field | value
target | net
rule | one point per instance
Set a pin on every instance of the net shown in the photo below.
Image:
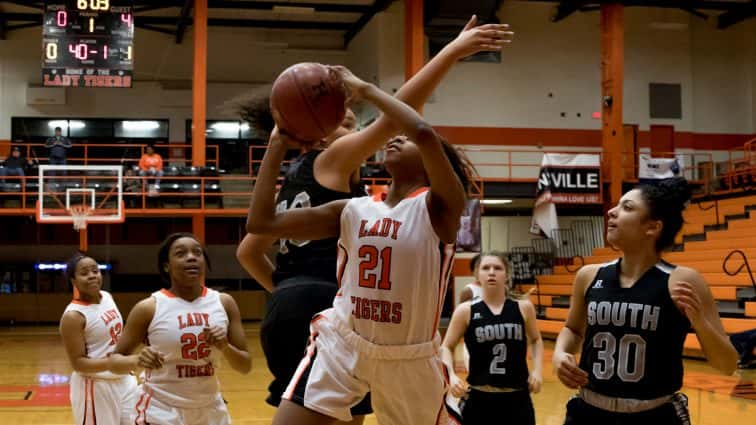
(79, 214)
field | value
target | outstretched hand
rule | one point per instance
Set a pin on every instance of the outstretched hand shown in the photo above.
(484, 38)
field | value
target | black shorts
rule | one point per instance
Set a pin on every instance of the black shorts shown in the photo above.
(673, 413)
(285, 329)
(484, 408)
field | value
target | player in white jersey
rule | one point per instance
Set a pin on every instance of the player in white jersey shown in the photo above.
(187, 327)
(395, 258)
(90, 326)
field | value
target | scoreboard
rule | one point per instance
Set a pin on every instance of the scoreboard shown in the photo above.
(88, 43)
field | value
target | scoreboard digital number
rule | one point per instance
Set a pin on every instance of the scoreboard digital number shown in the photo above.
(88, 43)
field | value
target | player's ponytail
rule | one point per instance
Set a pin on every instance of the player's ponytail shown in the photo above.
(666, 202)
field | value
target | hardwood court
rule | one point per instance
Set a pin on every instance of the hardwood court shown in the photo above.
(33, 361)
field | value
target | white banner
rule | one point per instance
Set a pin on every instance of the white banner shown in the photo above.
(659, 168)
(564, 179)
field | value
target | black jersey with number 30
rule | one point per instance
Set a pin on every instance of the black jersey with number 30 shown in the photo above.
(634, 339)
(301, 190)
(498, 346)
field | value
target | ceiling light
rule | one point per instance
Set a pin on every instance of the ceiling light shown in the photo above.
(495, 201)
(293, 9)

#####

• Exercise
How many lines in the entries above contain the string "black", with case counting? Give only the number.

• Solution to this task
4